Historically, meat jellies were made before fruit and vegetable jellies. By the Middle Ages at the latest, cooks had discovered that a thickened meat broth could be made into a jelly. A detailed recipe for aspic is found in Le Viandier, written in or around 1375.
In Poland, (known as “galareta”), in Russia and Ukraine (known as “kholodets’”), in Serbia (known as “pihtije”), and in Romania (known as “piftie”) aspic often takes the form of pork jelly, and it is popular around the Christmas and Easter Holidays.Any way how you call it it is really god and simple to cook, your family will be surprised by the new dish and it is very delicious when served with horseradish or Dijon mustard.I cook it with gelatin, but my grandma cooks it without gelatin just boils a nice thick broth with chicken feet and/or pig feet.
This Christmas I cooked it just with chicken thighs and added gelatin as I didn’t have time to cook broth for a long time.
For the dish you will need:
1 lb chicken feet(optional, long to cook but delicious)
1 lb pig feet (optional long to cook)
1 lb of chicken meat (breast, thighs,etc)
6 eggs
8 cups of water
2 boiled carrots
3 envelopes (packets of gelatin)
herbs (dill parsley , lemon basil, chives etc)
2 -3 teaspoons of salt (but taste the broth, because to me 2 teaspoons are fine)

※

Required task A:
According to the aspic text, what work contains a detailed recipe for aspic, and when was it written?
Required task B:
Summarize the aspic text in two sentences.
Required task C:
Continue the aspic text from its last line.
None of the tasks make use of the lines.

※

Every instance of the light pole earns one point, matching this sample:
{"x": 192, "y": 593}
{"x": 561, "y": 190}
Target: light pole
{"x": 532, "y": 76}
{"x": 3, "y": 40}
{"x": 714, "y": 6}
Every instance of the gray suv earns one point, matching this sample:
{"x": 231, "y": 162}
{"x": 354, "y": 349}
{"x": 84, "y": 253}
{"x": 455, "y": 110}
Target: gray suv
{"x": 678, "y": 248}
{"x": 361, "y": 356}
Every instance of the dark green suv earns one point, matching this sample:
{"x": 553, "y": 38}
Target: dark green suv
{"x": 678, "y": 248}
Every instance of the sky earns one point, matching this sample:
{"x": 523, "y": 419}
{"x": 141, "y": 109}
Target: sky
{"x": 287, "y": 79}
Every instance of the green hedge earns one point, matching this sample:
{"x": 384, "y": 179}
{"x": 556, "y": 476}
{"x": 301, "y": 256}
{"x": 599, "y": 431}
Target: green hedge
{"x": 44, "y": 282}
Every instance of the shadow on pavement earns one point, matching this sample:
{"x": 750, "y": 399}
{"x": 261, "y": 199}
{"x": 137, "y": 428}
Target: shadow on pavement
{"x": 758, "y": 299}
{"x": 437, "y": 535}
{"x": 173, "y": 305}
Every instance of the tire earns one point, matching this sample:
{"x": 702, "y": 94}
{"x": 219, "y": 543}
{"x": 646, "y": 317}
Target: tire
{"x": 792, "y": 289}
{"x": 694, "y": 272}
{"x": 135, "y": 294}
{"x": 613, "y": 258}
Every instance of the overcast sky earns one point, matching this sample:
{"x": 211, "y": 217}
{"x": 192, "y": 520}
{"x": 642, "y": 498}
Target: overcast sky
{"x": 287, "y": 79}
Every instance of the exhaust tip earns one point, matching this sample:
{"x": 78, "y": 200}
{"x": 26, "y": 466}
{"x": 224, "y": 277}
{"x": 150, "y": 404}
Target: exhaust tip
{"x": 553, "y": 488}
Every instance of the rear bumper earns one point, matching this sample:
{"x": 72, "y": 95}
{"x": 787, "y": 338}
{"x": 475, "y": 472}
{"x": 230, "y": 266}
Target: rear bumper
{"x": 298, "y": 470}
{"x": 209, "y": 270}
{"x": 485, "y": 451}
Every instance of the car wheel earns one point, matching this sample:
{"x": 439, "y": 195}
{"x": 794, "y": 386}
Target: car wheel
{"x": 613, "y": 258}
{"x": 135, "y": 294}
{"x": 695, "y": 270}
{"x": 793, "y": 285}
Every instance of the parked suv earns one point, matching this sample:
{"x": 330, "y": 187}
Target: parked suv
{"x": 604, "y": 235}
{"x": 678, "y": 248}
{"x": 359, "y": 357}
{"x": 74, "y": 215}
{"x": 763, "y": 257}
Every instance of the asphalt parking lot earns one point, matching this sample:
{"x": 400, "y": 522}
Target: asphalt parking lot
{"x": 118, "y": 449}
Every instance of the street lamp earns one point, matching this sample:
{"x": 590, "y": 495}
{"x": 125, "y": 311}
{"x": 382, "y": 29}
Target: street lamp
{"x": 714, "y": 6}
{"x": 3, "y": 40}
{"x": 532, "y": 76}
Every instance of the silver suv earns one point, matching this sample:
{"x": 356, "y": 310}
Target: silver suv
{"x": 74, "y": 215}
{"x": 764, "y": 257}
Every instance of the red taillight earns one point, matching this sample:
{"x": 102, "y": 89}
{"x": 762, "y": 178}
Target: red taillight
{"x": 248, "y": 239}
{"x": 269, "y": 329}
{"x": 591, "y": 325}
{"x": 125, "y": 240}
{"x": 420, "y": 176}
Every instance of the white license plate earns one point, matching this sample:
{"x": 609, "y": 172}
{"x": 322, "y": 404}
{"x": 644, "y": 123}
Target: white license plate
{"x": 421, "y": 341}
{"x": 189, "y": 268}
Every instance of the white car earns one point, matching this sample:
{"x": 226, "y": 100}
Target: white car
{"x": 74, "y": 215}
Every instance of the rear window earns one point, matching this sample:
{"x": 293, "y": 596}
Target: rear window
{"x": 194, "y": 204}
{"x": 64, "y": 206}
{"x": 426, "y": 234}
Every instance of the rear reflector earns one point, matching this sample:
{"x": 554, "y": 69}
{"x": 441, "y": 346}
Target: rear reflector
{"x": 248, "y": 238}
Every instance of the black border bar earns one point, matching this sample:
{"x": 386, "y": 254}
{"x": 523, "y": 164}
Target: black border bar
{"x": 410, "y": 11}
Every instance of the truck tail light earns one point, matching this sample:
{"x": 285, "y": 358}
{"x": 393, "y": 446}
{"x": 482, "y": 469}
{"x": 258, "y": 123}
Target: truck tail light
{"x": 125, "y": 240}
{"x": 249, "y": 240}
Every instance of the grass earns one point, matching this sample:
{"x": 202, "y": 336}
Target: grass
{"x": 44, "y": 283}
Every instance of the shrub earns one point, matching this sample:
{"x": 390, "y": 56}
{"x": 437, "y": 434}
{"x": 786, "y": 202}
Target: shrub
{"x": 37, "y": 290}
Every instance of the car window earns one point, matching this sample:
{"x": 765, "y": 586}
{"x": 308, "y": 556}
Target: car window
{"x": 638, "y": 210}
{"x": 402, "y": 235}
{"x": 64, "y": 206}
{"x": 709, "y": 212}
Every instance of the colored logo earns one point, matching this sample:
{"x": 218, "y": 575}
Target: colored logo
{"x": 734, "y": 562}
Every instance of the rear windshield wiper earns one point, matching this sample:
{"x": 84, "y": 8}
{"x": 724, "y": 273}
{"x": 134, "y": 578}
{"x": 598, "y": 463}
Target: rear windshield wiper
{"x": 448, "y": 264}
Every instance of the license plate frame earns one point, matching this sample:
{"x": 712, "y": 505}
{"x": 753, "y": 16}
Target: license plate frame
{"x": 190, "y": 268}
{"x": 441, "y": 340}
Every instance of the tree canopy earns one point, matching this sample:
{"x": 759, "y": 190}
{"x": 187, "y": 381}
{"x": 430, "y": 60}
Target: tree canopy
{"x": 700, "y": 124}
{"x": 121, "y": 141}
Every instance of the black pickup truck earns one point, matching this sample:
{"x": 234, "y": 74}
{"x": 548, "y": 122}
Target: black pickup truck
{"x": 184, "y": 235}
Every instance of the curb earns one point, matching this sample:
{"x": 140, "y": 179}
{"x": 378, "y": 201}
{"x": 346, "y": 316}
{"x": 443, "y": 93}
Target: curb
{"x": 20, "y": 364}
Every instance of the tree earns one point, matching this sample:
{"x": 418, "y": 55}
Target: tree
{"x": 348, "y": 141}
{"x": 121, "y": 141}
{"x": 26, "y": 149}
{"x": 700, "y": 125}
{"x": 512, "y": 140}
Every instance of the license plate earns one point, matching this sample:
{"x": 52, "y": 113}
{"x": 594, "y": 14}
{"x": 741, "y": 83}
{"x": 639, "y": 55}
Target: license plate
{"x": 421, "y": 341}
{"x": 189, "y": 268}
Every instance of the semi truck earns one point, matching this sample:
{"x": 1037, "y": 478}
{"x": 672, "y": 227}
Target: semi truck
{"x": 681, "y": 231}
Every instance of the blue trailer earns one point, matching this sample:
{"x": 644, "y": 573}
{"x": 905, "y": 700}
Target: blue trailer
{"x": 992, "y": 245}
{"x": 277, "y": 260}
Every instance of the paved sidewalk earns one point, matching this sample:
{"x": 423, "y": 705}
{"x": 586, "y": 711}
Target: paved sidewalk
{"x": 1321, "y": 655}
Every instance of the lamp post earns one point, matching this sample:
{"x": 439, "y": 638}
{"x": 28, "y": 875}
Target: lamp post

※

Answer A:
Le Viandier, written in or around 1375.

Answer B:
Meat jellies came before fruit and vegetable jellies, and a detailed aspic recipe appears in Le Viandier from around 1375. In Poland, Russia, Ukraine, Serbia and Romania, aspic is often a pork jelly popular at Christmas and Easter, and the writer makes it with gelatin and lists ingredients such as chicken meat, eggs, water, carrots, herbs and salt.

Answer C:
Cook the broth with 6 cups of water, salt , freshly ground pepper (you can add some herbs, garlic and celery if you like). Depending on if you are using the chicken and pig feet, cook the broth between 30 minutes and 3 hours:-)
When the broth is ready take out the meat, let it cool. Gradually mix gelatin in 2 cups of water. Do it slowly and step by step, so that your gelatin wouldn’t turn into one massive gelatin ball:-) Let your gelatin stand for 1 hour until it dissolves into the water stir the water occasionally. (the water should be room temperature) (If you are using chicken and pig feet use less gelatin- 1-2 packets. As you wish, generally, just I like using more gelatin because it’s less trouble). And by the way gelatin appears to be very useful for our body and health. It’s considered that gelatin promotes joint health and triggers human growth hormone. Although I didn’t find any scientific proof to it so far I am planning to look more carefully into this matter. Meanwhile let’s just enjoy the food.
After 1 hour passed take you broth mix it with gelatin and heat it at the medium heat until it starts slightly boil. Mix the gelatin broth mixture all the time.
By this time boil the eggs and a carrot. peel the carrot and slice it. Shell the eggs and cut the in halves.
Now the meat: choose which meat you are planning to use in your aspic.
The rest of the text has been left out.